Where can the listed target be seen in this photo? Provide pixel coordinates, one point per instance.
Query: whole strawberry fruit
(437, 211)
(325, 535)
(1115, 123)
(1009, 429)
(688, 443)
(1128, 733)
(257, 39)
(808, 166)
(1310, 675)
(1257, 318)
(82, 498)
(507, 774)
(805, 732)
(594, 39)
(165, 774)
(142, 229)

........

Set problem:
Lay out the rows above as a two-column CSV with the header text,points, one line per row, with the row's text in the first quoted field, its answer in the second, and every line break inside a field replaced by a space.

Problem solution:
text,points
"Where can the listed target be seen in this photo? Provide pixel coordinates, one point per instance. Query: whole strawberry fruit","(437, 211) (325, 535) (1115, 123) (1009, 429) (688, 443) (1128, 733) (257, 39) (808, 166) (1310, 675) (1257, 318) (82, 498) (507, 774) (805, 732) (594, 39) (165, 774) (142, 229)"